* _Reading passage_:
>> Begin

Robert Reich: Incomes are dropping, partly because people are losing jobs, or they are losing hours on the job — that means that we are seeing median incomes continue to drop. But also we’re seeing people who have savings, their nest eggs are dropping or disappearing. People’s homes have been their major nest egg; those homes have dropped, in some places around the country, 20 percent in value. The S&P 500 stock index has lost about 36 percent since January. A lot of 401(k)s and IRAs depend on that. Well, that means that people have about 30 to 40 percent less in their mutual funds.
Ryssdal: And now, you’re a policy guy right? You’re not a straight economist. But I have to ask the question of what does that translate into? That loss of wealth, whether it’s perceived, right — because none of us have cashed out our IRAs yet — what does that do to the way we behave?
Reich: It means we don’t have enough money to buy, or if we do have a cash flow, a lot of us are far more reluctant to buy anything that’s extraneous. But you see, when Americans pull back, as they are pulling back from the malls, from spending, that is entirely rational from the standpoint of individual consumers — they ought to do that, they ought to save more, they have to save more. But, from the standpoint of the economy as a whole, it is irrational, because it means that there are just not enough buyers for all the goods and services that we, as an economy, are producing, which in turn means more layoffs.
Ryssdal: How much ground do you think we’ve lost? I mean, companies are either not hiring or laying off people, they’re cutting wages and benefits. How long is it going to take us to get back to where we were before this whole thing happened?
Reich: Well that’s the biggest question, Kai. The consensus though, seems to be that 2009 is going to be a very bad year and we’re not going to get back on our feet and the economy turned around until, at earliest, 2010. The problem here, Kai, is that nobody knows where the bottom is, and that itself generates a great deal of fear.

>> End

* _Information given_:
>> Begin

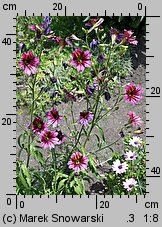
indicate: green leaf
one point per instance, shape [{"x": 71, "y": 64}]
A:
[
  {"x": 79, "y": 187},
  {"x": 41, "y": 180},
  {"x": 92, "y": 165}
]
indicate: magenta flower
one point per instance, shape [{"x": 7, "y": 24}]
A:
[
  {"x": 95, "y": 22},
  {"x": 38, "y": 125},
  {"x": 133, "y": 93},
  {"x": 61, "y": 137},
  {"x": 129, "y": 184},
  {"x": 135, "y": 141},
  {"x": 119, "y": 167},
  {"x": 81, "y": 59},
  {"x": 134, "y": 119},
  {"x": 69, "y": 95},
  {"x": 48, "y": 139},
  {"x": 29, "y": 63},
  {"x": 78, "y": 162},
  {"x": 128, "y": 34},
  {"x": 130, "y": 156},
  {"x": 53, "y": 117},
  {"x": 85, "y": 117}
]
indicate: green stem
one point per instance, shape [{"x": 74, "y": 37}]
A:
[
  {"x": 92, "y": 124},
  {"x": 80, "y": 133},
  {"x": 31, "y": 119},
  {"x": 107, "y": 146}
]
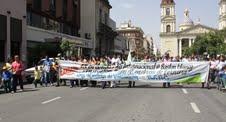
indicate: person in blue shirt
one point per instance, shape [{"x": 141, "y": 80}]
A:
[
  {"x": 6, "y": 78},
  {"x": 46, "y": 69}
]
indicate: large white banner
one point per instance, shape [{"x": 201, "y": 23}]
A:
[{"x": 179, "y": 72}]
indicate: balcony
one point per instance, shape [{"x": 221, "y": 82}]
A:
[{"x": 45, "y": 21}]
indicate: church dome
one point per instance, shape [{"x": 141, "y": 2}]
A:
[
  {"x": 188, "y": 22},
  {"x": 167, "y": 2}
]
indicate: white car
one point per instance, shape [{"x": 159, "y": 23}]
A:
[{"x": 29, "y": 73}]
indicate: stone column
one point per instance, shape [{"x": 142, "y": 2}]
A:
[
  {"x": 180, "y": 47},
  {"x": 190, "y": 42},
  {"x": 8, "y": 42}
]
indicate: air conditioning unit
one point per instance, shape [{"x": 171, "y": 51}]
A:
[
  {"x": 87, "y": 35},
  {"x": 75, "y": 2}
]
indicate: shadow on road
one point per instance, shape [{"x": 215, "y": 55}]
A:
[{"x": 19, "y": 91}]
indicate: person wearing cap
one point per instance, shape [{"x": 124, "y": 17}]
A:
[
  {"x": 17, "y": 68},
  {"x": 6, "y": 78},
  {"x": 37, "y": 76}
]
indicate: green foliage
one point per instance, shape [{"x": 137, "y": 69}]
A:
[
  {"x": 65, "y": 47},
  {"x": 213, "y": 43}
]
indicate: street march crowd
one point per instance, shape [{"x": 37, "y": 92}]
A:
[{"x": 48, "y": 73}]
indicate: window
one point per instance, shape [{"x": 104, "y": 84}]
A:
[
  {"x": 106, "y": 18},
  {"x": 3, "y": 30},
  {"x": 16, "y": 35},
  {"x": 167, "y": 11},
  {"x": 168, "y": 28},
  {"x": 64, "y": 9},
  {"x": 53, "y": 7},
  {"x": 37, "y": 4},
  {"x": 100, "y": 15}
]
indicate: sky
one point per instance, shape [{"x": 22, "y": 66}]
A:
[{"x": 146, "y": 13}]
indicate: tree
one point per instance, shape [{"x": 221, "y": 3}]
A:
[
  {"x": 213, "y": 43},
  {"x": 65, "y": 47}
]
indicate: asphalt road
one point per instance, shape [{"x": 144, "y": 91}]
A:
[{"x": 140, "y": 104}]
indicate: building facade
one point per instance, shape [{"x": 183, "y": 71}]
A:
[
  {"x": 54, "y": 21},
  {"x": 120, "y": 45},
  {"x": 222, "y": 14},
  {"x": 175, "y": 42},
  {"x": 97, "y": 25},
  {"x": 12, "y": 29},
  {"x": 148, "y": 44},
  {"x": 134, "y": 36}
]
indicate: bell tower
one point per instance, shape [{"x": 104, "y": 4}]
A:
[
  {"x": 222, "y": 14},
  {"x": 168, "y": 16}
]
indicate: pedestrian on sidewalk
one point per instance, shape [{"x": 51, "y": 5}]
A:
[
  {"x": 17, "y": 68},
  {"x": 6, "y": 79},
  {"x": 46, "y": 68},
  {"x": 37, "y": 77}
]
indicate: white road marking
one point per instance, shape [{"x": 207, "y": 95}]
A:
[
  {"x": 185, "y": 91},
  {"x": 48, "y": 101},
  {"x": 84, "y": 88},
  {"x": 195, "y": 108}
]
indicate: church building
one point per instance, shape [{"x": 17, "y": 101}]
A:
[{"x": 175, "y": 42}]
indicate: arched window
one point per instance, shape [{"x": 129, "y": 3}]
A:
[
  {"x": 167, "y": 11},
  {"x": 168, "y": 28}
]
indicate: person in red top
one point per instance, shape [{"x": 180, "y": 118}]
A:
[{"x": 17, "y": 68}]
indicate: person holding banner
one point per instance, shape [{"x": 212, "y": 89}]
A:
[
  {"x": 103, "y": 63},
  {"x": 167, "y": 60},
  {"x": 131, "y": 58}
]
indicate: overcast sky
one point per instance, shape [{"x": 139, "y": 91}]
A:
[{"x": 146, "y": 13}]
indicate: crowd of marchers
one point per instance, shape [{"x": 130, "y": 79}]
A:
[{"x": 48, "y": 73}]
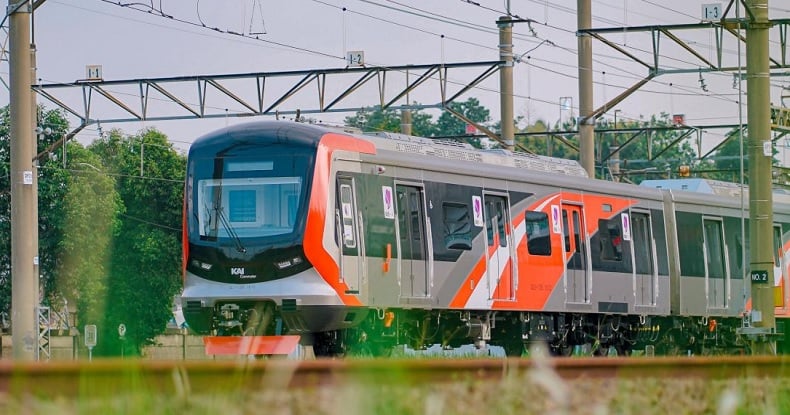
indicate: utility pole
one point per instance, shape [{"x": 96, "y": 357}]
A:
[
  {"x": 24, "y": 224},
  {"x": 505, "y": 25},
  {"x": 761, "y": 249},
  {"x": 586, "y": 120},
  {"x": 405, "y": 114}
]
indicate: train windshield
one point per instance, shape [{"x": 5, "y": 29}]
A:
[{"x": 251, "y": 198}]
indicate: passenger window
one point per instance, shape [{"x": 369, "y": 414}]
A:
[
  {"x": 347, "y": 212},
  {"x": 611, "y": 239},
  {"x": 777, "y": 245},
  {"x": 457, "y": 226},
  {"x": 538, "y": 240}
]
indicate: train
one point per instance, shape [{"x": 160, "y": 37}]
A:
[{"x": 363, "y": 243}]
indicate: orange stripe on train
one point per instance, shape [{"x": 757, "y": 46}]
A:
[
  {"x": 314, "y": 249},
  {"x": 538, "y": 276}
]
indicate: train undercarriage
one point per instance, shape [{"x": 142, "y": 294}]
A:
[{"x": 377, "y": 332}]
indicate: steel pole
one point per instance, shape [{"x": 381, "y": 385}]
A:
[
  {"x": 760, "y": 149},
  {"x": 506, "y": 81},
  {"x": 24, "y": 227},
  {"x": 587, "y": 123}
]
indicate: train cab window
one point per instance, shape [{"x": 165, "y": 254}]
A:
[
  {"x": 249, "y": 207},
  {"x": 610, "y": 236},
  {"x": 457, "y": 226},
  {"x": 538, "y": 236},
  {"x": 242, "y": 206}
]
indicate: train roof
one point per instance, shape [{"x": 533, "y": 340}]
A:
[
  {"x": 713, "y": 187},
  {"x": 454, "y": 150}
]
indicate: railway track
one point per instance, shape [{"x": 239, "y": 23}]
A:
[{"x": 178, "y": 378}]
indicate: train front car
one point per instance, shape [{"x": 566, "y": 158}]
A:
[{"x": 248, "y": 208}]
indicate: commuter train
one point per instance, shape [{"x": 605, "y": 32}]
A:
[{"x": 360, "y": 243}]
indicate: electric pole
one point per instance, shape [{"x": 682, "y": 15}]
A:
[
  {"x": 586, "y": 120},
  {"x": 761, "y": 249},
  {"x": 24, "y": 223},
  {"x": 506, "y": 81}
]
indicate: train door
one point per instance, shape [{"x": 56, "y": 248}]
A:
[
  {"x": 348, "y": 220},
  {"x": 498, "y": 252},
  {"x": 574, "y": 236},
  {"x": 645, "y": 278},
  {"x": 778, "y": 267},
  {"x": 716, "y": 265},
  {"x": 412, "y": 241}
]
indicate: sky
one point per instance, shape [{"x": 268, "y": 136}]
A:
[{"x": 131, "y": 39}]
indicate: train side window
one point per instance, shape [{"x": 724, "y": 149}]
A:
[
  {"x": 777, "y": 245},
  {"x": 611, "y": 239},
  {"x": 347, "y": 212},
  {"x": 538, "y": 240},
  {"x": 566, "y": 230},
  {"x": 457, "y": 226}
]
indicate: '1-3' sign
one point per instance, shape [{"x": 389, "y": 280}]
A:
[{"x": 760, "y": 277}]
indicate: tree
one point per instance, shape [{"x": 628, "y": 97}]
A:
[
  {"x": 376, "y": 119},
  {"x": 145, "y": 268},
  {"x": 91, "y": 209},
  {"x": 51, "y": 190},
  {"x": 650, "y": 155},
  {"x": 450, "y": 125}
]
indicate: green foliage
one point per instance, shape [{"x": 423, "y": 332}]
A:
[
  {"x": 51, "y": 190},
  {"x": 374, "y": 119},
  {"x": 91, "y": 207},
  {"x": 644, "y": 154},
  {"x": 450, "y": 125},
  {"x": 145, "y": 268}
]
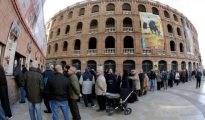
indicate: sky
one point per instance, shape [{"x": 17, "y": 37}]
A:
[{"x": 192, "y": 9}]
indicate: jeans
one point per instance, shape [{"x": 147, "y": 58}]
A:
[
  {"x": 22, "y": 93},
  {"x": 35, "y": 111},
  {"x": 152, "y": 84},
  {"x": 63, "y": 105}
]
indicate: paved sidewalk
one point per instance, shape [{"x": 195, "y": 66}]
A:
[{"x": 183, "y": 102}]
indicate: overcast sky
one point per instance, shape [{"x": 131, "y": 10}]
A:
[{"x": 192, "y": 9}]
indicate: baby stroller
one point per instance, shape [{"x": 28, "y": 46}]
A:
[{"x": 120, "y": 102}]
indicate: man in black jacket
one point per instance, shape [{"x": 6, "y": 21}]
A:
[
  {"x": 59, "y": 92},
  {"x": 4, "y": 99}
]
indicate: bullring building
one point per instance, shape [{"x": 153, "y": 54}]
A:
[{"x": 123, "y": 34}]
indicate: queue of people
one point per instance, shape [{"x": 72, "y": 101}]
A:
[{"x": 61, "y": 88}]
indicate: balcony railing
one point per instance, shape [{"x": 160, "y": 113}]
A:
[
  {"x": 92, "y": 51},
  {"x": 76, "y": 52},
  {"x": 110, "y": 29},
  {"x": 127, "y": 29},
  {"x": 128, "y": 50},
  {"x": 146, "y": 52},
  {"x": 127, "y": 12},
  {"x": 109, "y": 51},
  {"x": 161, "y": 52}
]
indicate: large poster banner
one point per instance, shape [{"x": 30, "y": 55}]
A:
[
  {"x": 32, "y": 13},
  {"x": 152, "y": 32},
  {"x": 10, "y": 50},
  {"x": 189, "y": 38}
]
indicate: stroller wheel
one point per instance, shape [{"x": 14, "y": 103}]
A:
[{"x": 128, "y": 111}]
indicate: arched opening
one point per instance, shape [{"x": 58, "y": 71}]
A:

>> End

* _Task directions_: Please output the full interview about falling incomes and savings word for word. The listing isn't needed for this.

* _Task answer_:
Robert Reich: Incomes are dropping, partly because people are losing jobs, or they are losing hours on the job — that means that we are seeing median incomes continue to drop. But also we’re seeing people who have savings, their nest eggs are dropping or disappearing. People’s homes have been their major nest egg; those homes have dropped, in some places around the country, 20 percent in value. The S&P 500 stock index has lost about 36 percent since January. A lot of 401(k)s and IRAs depend on that. Well, that means that people have about 30 to 40 percent less in their mutual funds.
Ryssdal: And now, you’re a policy guy right? You’re not a straight economist. But I have to ask the question of what does that translate into? That loss of wealth, whether it’s perceived, right — because none of us have cashed out our IRAs yet — what does that do to the way we behave?
Reich: It means we don’t have enough money to buy, or if we do have a cash flow, a lot of us are far more reluctant to buy anything that’s extraneous. But you see, when Americans pull back, as they are pulling back from the malls, from spending, that is entirely rational from the standpoint of individual consumers — they ought to do that, they ought to save more, they have to save more. But, from the standpoint of the economy as a whole, it is irrational, because it means that there are just not enough buyers for all the goods and services that we, as an economy, are producing, which in turn means more layoffs.
Ryssdal: How much ground do you think we’ve lost? I mean, companies are either not hiring or laying off people, they’re cutting wages and benefits. How long is it going to take us to get back to where we were before this whole thing happened?
Reich: Well that’s the biggest question, Kai. The consensus though, seems to be that 2009 is going to be a very bad year and we’re not going to get back on our feet and the economy turned around until, at earliest, 2010. The problem here, Kai, is that nobody knows where the bottom is, and that itself generates a great deal of fear.